Что сделать:
**A.** Объясните в одном–трех предложениях, почему, согласно отрывку о даосских притчах, Ле-цзы не принял зерна, присланного царем Цзы Яном.
**B.** Продолжите отрывок о даосских притчах, начав сразу после его последней фразы.

Приведённый отрывок:

Вернемся к параллелям. Отказ Емели явиться к царю — прямо-таки общее место даосских притч. Даос, который хоть однажды не отверг приглашения Сына Неба поуправлять Поднебесной, как бы еще не совсем настоящий даос. Должен же быть повод продемонстрировать мастерство безразличия к ставке, будь то черепица, серебряная застежка или Поднебесная. Отказ от управления и вообще от царской милости обоснован точным рефлексивным подсчетом, как это видно на примере с учителем Ле-цзы и царем Цзы Яном.
«Находясь в нужде, Ле-цзы отощал от голода. Услышав об этом, Цзы Ян велел одарить его зерном, однако Ле-цзы поклонился, но подарка не принял. Цзы Ян отправил посланца узнать почему.
На вопрос посланца учитель Ле-цзы ответил так:
— Царь шлет в подарок зерно, а сам меня не видел, знает обо мне лишь с чужих слов. Так с чужих слов он обвинит меня в преступлении. Вот почему я не принял дара.

Строки данных:
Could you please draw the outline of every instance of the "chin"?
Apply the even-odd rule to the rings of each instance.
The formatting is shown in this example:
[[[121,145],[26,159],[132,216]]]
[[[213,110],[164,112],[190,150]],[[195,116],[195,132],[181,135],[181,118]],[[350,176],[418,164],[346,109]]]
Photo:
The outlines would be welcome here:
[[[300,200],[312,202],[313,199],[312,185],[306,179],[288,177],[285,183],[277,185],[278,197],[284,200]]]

Ответы по заданиям:
**A.** Царь Цзы Ян послал зерно, хотя сам Ле-цзы не видел и знал о нем лишь с чужих слов. Поэтому Ле-цзы рассудил, что так же, с чужих слов, царь может обвинить его в преступлении, и отказался от дара.

**B.**
А народ и вправду восстал и прикончил Цзы Яна» (320).
Мы не можем с полной уверенностью отождествить резоны, которыми руководствовались Емеля и Ле-цзы, но на уровне поступков (или, наоборот, «не-поступков») проявляется полная неразличимость. Милость следует принимать нехотя, уступая и соглашаясь, но никак не ликуя и не выражая благодарности: «Доверить Поднебесную можно лишь тому, кто не будет жаждать управлять Поднебесной» (317). Щучье веление, вообще говоря, предпочтительнее ухи, но стоит ли суетиться, если вместо черепицы на кону стоит Поднебесная? Это было бы недостойно господина, владеющего сходством и несходством.
6
Я думаю, мало кто отдает себе отчет в том, что чужие переживания неизбежно для нас заразительны: если к ним разовьется сильная жалость, нелегко удержаться от нее и при собственных своих страданиях.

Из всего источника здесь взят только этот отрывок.